WHAT YOU SHOULD DO
Copy every line below that has the word "countertop" in it.

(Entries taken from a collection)
=====
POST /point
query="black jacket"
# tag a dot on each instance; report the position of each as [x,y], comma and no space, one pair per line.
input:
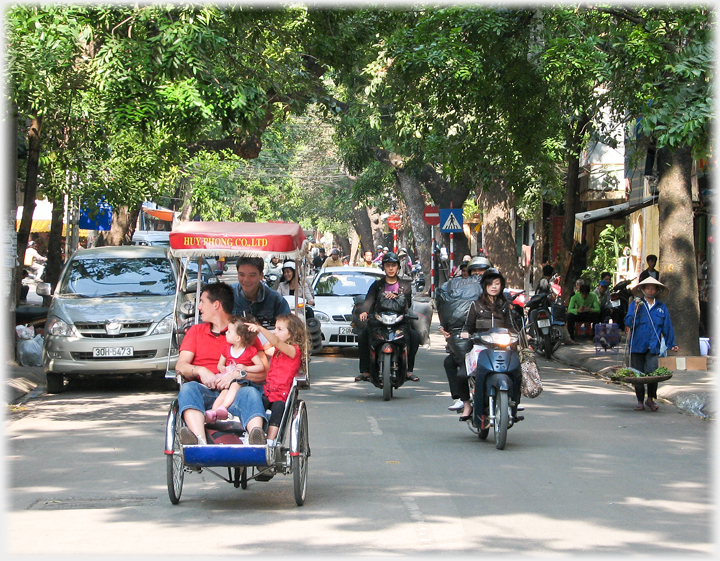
[375,288]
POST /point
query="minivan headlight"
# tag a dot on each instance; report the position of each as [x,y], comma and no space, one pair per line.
[165,326]
[322,316]
[59,328]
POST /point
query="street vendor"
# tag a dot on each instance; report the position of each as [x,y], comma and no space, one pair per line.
[646,322]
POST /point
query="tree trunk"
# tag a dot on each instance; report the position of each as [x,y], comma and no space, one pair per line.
[572,206]
[53,268]
[677,259]
[23,234]
[122,223]
[499,238]
[410,189]
[444,196]
[363,227]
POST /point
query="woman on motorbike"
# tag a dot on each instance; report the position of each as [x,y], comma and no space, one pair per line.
[290,283]
[391,286]
[491,309]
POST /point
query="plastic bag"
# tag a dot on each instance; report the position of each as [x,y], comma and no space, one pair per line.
[531,384]
[29,351]
[453,300]
[24,331]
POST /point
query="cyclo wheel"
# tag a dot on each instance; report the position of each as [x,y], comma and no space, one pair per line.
[299,462]
[502,419]
[547,345]
[175,462]
[387,381]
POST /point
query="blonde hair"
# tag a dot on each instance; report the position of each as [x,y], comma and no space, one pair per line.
[296,328]
[240,322]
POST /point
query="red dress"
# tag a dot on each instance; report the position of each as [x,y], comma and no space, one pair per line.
[283,370]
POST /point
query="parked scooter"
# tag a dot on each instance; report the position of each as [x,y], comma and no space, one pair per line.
[388,348]
[618,304]
[418,277]
[495,385]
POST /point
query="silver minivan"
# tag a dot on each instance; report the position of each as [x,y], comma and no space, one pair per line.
[111,313]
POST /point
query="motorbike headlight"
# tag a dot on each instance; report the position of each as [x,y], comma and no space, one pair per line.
[165,326]
[59,328]
[322,316]
[498,339]
[388,318]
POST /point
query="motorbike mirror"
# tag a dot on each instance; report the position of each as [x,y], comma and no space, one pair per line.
[43,289]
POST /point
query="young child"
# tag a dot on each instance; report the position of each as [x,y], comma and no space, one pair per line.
[288,338]
[241,356]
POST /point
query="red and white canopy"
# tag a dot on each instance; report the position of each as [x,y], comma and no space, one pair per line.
[233,239]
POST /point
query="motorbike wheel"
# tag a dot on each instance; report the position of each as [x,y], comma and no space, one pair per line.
[387,382]
[502,419]
[557,337]
[547,345]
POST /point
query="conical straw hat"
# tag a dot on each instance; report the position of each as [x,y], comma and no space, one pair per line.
[662,289]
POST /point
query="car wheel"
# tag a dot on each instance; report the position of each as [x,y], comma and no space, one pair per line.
[55,382]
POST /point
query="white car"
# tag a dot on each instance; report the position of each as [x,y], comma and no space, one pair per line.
[335,289]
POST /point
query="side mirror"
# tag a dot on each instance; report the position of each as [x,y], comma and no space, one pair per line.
[43,289]
[191,285]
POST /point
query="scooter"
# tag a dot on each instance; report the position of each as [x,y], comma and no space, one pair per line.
[388,347]
[617,306]
[494,385]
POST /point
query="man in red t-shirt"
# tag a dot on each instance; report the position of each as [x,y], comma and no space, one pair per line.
[198,360]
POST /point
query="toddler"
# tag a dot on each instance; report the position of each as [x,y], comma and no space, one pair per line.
[288,338]
[241,356]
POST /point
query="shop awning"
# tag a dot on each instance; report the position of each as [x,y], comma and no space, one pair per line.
[614,211]
[160,213]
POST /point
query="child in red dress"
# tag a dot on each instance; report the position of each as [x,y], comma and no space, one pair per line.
[289,339]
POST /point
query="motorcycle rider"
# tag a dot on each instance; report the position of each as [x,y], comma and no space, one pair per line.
[33,260]
[393,287]
[334,260]
[490,310]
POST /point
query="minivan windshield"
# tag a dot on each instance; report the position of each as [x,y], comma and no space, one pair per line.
[141,276]
[344,284]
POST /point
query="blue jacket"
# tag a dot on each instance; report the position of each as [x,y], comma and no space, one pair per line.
[646,328]
[269,304]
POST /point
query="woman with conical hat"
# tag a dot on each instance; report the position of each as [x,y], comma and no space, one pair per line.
[647,321]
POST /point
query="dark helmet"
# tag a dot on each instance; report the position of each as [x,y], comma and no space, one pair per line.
[479,262]
[390,257]
[490,275]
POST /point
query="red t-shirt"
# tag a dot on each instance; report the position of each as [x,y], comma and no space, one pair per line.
[283,370]
[206,345]
[245,359]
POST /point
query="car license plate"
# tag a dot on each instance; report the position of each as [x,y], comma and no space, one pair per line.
[103,352]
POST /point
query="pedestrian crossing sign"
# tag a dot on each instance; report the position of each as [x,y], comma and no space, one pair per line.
[451,220]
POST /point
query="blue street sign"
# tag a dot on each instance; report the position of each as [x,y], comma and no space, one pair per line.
[451,220]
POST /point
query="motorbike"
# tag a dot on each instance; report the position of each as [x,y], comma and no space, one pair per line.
[418,277]
[494,383]
[388,348]
[618,304]
[546,335]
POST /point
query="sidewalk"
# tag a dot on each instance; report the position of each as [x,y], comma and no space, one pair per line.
[689,390]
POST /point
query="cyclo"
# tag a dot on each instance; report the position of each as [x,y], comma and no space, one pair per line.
[244,462]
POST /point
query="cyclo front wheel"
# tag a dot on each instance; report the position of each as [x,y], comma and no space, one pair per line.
[175,462]
[299,461]
[502,419]
[387,376]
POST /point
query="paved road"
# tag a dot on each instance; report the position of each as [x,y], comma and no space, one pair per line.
[584,473]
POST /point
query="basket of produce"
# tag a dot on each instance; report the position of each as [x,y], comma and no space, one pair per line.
[633,376]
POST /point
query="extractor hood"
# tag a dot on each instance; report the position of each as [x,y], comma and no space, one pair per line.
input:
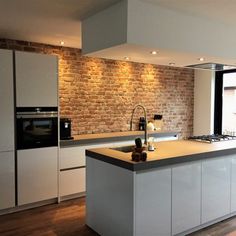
[132,29]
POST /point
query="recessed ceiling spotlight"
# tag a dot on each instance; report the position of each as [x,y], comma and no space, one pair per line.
[153,52]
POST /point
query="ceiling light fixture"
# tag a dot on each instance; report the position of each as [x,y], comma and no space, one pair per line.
[153,52]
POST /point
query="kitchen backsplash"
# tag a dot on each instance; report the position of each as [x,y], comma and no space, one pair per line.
[99,94]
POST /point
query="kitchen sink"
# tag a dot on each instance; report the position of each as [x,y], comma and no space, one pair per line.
[124,148]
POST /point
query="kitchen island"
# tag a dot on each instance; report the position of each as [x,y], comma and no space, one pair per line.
[182,187]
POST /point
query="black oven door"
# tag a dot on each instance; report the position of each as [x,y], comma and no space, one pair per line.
[37,132]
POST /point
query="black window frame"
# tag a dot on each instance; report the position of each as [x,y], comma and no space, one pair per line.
[218,108]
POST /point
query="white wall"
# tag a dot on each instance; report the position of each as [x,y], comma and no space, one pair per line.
[204,92]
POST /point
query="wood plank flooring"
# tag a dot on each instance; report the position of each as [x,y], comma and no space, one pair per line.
[68,219]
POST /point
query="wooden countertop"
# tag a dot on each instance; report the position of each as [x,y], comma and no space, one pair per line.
[166,153]
[112,137]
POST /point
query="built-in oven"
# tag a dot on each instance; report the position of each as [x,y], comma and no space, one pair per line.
[37,127]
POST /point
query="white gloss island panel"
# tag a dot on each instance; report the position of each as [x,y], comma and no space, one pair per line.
[7,180]
[186,197]
[6,101]
[152,202]
[215,188]
[37,174]
[36,80]
[233,184]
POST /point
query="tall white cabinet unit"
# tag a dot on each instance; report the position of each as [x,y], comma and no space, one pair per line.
[7,175]
[186,197]
[36,80]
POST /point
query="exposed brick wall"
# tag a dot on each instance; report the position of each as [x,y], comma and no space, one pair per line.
[99,94]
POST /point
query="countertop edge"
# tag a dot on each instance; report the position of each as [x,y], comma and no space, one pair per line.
[142,166]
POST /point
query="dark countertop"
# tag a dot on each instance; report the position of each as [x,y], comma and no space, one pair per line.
[113,137]
[166,153]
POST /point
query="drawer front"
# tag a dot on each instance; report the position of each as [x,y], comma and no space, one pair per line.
[72,157]
[72,182]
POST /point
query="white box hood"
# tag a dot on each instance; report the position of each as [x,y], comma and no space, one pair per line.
[134,28]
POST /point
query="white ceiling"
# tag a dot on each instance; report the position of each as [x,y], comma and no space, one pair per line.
[50,21]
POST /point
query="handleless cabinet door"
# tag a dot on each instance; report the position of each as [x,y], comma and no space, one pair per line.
[37,175]
[215,188]
[153,203]
[7,180]
[6,101]
[186,197]
[233,184]
[36,80]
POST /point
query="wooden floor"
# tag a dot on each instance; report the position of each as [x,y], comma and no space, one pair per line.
[68,218]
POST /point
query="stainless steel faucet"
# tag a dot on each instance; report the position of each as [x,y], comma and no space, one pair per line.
[145,127]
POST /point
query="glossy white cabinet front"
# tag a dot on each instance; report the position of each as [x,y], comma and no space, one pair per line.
[36,80]
[153,203]
[186,197]
[215,188]
[37,174]
[233,184]
[7,180]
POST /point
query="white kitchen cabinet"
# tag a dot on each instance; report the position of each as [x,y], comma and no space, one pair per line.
[72,181]
[36,80]
[6,101]
[153,202]
[233,184]
[215,188]
[7,180]
[186,197]
[37,174]
[72,157]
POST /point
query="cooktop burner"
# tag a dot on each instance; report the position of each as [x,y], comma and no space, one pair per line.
[212,138]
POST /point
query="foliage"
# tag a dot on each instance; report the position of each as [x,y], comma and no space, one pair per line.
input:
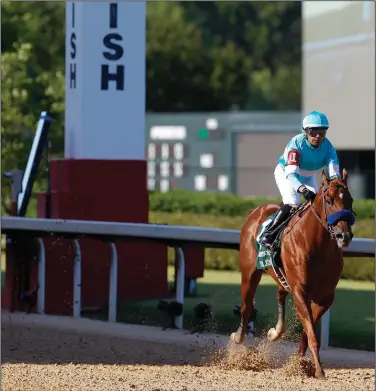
[221,204]
[222,259]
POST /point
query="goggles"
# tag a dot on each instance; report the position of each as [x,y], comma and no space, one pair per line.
[313,132]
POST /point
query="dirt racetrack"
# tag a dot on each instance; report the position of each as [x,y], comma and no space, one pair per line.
[61,353]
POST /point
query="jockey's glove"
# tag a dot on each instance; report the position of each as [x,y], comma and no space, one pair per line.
[308,194]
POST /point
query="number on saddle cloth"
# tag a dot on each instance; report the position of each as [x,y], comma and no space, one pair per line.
[266,257]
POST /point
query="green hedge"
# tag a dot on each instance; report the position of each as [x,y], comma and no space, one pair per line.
[219,204]
[223,259]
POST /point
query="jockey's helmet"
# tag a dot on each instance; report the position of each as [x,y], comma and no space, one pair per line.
[315,119]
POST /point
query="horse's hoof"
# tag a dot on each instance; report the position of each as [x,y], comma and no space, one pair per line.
[273,335]
[236,338]
[320,375]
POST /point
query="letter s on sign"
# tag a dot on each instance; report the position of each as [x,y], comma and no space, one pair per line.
[293,158]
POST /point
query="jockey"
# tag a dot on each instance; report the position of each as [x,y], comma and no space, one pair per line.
[304,155]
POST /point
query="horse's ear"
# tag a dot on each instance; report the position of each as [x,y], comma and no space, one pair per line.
[324,178]
[344,176]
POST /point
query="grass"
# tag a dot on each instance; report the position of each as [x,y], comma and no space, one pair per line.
[352,317]
[352,320]
[358,268]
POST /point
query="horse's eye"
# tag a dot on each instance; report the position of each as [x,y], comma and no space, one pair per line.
[329,201]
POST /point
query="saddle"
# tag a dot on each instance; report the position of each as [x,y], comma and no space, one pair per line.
[272,258]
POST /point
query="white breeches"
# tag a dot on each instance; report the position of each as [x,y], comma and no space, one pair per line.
[289,195]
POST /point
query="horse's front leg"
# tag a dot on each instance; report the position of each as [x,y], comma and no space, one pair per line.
[276,332]
[248,291]
[303,307]
[318,310]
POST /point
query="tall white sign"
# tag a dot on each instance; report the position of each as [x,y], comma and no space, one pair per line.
[105,80]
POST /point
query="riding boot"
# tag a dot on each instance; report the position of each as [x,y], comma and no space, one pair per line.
[270,233]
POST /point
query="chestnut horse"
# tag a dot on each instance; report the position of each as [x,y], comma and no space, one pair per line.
[311,255]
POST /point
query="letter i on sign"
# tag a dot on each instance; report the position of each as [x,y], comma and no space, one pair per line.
[73,65]
[114,53]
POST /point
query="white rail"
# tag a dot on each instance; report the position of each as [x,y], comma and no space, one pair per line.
[174,236]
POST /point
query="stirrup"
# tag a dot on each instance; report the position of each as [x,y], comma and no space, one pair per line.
[267,242]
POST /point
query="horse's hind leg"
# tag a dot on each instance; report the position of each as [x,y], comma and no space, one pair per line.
[248,292]
[317,312]
[276,332]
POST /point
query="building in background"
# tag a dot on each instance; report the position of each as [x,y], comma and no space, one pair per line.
[339,79]
[218,152]
[236,152]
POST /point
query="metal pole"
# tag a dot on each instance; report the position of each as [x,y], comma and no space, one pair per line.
[112,298]
[180,279]
[325,321]
[77,280]
[41,277]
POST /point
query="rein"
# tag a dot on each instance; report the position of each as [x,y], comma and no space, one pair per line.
[308,206]
[328,227]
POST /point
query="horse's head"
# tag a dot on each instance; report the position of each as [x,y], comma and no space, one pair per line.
[336,208]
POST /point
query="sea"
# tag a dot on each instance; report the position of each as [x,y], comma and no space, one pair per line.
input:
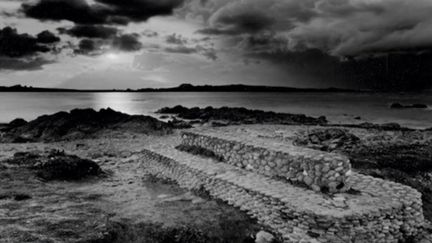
[338,107]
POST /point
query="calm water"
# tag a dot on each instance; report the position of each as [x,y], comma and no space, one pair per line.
[338,107]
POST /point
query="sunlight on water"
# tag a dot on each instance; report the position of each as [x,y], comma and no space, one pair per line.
[123,102]
[338,107]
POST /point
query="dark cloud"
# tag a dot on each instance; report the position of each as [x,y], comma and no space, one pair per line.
[13,44]
[149,33]
[387,72]
[91,31]
[16,64]
[353,43]
[101,12]
[89,47]
[127,42]
[47,37]
[338,27]
[242,22]
[208,53]
[78,11]
[176,39]
[181,49]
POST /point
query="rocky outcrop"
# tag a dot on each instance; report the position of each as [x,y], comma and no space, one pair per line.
[80,123]
[319,171]
[329,139]
[55,165]
[380,211]
[240,116]
[413,106]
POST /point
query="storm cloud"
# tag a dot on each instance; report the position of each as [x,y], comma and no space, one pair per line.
[337,27]
[91,31]
[15,45]
[99,12]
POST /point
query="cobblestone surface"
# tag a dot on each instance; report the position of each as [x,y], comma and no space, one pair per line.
[320,171]
[381,211]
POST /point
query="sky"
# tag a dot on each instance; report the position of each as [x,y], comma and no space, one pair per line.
[107,44]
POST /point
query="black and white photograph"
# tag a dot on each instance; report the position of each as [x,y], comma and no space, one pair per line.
[216,121]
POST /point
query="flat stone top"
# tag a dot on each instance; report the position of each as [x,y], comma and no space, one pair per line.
[375,194]
[237,134]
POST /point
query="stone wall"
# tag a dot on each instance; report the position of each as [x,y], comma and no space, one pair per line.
[320,171]
[381,211]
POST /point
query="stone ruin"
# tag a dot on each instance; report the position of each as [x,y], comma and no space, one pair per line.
[301,195]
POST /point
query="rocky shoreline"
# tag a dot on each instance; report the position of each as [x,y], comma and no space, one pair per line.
[98,149]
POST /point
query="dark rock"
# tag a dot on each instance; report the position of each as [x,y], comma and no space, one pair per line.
[82,123]
[56,165]
[14,196]
[396,106]
[196,150]
[391,126]
[179,124]
[241,116]
[329,139]
[414,106]
[17,123]
[219,123]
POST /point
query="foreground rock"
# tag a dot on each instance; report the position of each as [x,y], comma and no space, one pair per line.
[123,206]
[80,123]
[229,116]
[405,158]
[413,106]
[55,165]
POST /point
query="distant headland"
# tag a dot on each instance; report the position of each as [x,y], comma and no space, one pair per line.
[182,88]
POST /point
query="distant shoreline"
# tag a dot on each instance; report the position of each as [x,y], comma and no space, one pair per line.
[185,88]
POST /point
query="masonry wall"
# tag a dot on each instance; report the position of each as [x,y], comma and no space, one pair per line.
[383,224]
[320,171]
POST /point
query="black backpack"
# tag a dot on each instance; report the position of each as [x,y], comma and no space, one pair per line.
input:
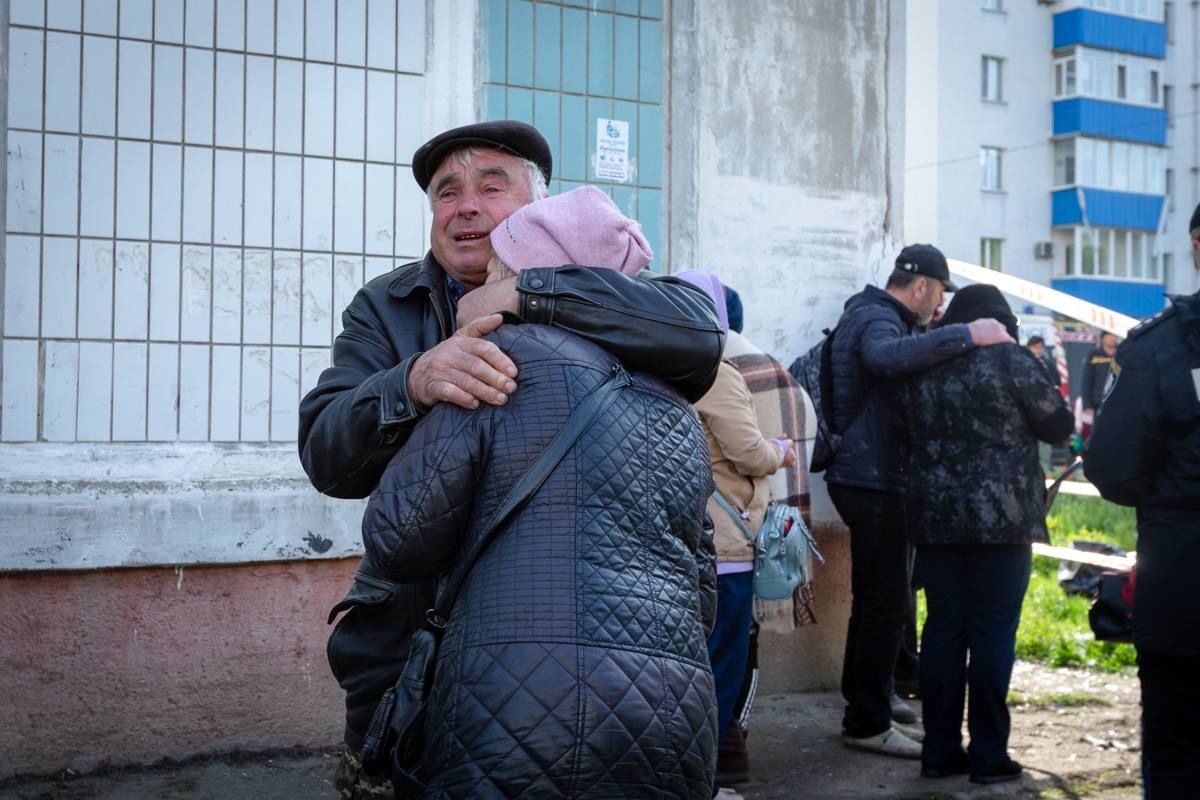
=====
RESULT BELOW
query="wooden countertop"
query="countertop edge"
query="dark countertop"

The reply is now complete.